__GIVEN REQUEST__
Pull every line of the listing below into your answer unchanged, and leave the pictures out.

__DATA TO PROCESS__
[BEGIN]

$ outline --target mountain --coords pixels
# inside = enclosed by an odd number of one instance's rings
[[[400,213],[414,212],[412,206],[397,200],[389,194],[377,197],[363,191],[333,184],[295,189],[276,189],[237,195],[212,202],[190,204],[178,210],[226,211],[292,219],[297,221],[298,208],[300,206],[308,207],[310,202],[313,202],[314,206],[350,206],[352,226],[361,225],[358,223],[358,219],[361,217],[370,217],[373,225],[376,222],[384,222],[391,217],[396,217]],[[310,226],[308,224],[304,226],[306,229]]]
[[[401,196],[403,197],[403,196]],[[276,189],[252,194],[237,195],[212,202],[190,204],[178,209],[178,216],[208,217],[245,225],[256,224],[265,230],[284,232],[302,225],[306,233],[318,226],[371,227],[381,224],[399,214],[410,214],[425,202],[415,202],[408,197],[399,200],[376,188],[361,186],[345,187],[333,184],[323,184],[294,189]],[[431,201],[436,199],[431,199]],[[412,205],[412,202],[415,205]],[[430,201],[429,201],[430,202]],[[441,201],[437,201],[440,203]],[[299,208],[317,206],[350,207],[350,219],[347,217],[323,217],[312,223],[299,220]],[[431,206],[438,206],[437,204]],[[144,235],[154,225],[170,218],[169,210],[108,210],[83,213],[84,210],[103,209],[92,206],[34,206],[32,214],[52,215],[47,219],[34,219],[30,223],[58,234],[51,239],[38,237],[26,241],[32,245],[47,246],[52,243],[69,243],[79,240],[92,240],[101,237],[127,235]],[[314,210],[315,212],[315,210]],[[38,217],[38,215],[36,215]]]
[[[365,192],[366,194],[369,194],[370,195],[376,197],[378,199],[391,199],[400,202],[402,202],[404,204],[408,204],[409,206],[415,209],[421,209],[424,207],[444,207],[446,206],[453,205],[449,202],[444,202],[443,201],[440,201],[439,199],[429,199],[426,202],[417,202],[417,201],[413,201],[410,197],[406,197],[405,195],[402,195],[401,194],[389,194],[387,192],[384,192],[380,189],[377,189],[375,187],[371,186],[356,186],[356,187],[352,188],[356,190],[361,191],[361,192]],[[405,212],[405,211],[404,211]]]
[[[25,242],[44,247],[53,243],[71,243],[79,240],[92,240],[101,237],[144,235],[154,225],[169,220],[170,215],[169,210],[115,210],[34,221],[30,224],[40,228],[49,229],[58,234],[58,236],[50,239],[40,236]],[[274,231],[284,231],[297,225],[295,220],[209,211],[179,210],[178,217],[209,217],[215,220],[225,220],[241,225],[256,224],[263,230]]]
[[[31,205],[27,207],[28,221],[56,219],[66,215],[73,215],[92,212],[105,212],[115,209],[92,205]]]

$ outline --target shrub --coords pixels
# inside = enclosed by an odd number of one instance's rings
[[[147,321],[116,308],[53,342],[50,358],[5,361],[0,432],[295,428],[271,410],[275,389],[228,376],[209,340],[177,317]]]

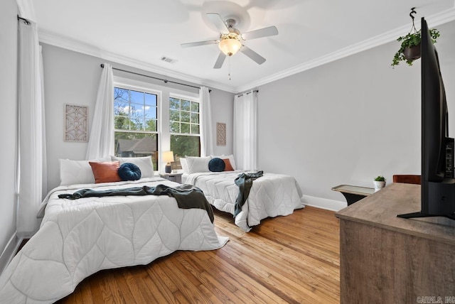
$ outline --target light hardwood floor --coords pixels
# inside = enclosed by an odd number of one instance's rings
[[[248,233],[215,211],[230,241],[176,251],[146,266],[100,271],[58,303],[338,303],[339,224],[311,207],[263,220]]]

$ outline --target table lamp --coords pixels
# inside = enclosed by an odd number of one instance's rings
[[[173,161],[173,153],[172,151],[163,152],[163,161],[166,163],[164,172],[166,172],[166,173],[170,173],[172,171],[171,162]]]

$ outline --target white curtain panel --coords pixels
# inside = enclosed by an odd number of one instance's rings
[[[257,93],[234,97],[234,156],[240,169],[257,168]]]
[[[210,109],[210,95],[208,87],[201,87],[199,89],[199,99],[200,105],[200,156],[208,156],[213,154],[212,111]]]
[[[33,0],[16,0],[21,18],[36,23]]]
[[[114,75],[112,66],[105,63],[95,105],[86,159],[114,155]]]
[[[26,237],[39,227],[36,213],[47,188],[43,64],[35,23],[18,21],[18,53],[17,233]]]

[END]

__THE COMPLETED TASK__
$ outline --target mountain --coords pixels
# inside = enclosed by an odd number of one instance's rings
[[[400,213],[414,212],[412,206],[397,200],[389,194],[377,197],[363,191],[333,184],[295,189],[276,189],[237,195],[212,202],[190,204],[178,210],[226,211],[292,219],[297,221],[298,208],[300,206],[308,207],[310,202],[313,202],[314,206],[350,206],[352,226],[361,225],[358,223],[358,219],[361,217],[370,217],[373,225],[376,222],[384,222],[391,217],[396,217]],[[310,226],[308,224],[304,226],[306,229]]]
[[[401,196],[403,197],[403,196]],[[276,189],[252,194],[237,195],[212,202],[190,204],[178,209],[178,216],[208,217],[245,225],[256,224],[265,230],[284,232],[302,225],[306,233],[318,226],[371,227],[381,224],[399,214],[410,214],[425,202],[415,202],[408,197],[399,200],[376,188],[361,186],[345,187],[333,184],[323,184],[294,189]],[[431,201],[436,199],[431,199]],[[412,205],[412,202],[415,205]],[[430,201],[429,201],[430,202]],[[441,201],[437,201],[440,203]],[[299,208],[317,206],[350,207],[350,219],[347,217],[323,217],[312,223],[299,220]],[[431,206],[438,206],[437,204]],[[144,235],[154,225],[170,218],[169,210],[108,210],[83,213],[84,210],[103,209],[92,206],[34,206],[32,214],[52,215],[47,219],[34,219],[30,223],[58,234],[51,239],[38,237],[26,241],[32,245],[47,246],[52,243],[69,243],[79,240],[92,240],[101,237],[127,235]],[[314,210],[315,212],[315,210]],[[38,217],[38,215],[36,215]]]
[[[365,192],[366,194],[369,194],[370,195],[376,197],[378,199],[391,199],[400,202],[402,202],[404,204],[408,204],[409,206],[415,209],[421,209],[424,207],[444,207],[446,206],[453,205],[449,202],[444,202],[443,201],[440,201],[439,199],[429,199],[426,202],[417,202],[417,201],[413,201],[410,197],[406,197],[405,195],[402,195],[401,194],[389,194],[387,192],[384,192],[380,189],[377,189],[375,187],[371,186],[356,186],[356,187],[352,188],[356,190],[361,191],[361,192]],[[405,212],[405,211],[404,211]]]
[[[25,242],[44,247],[53,243],[71,243],[79,240],[92,240],[101,237],[144,235],[154,225],[169,220],[170,215],[169,210],[115,210],[34,221],[30,224],[40,228],[49,229],[58,234],[58,236],[50,239],[40,236]],[[274,231],[284,231],[297,225],[295,220],[209,211],[179,210],[178,217],[209,217],[215,220],[225,220],[241,225],[256,224],[263,230]]]
[[[31,205],[27,207],[28,221],[56,219],[66,215],[73,215],[92,212],[105,212],[115,209],[92,205]]]

$ outline --target shrub --coords pixels
# inside = enclosed by an odd number of one instance's rings
[[[147,321],[116,308],[53,342],[50,358],[5,361],[0,432],[295,428],[271,410],[275,389],[228,376],[209,340],[177,317]]]

$ outline --target light hardwood floor --coords pixels
# inside = enclosed by an odd number of one instance's rings
[[[248,233],[215,211],[230,241],[176,251],[146,266],[100,271],[58,303],[338,303],[339,224],[311,207],[263,220]]]

$ outline --target table lamp --coords pixels
# inside = enclosed by an odd number of one instance's rings
[[[173,161],[173,153],[172,151],[163,152],[163,161],[166,163],[164,172],[166,172],[166,173],[170,173],[172,171],[171,162]]]

$ outline --target white curtain panel --coords pixels
# inside = enclosed by an odd number of one instance's rings
[[[257,93],[234,97],[234,156],[240,169],[257,168]]]
[[[210,109],[210,95],[208,87],[201,87],[199,89],[199,99],[200,105],[200,156],[208,156],[213,154],[212,111]]]
[[[33,0],[16,0],[21,18],[36,23]]]
[[[114,75],[112,66],[105,63],[95,105],[86,159],[114,155]]]
[[[26,237],[39,227],[36,213],[47,188],[43,64],[35,23],[18,21],[18,53],[17,233]]]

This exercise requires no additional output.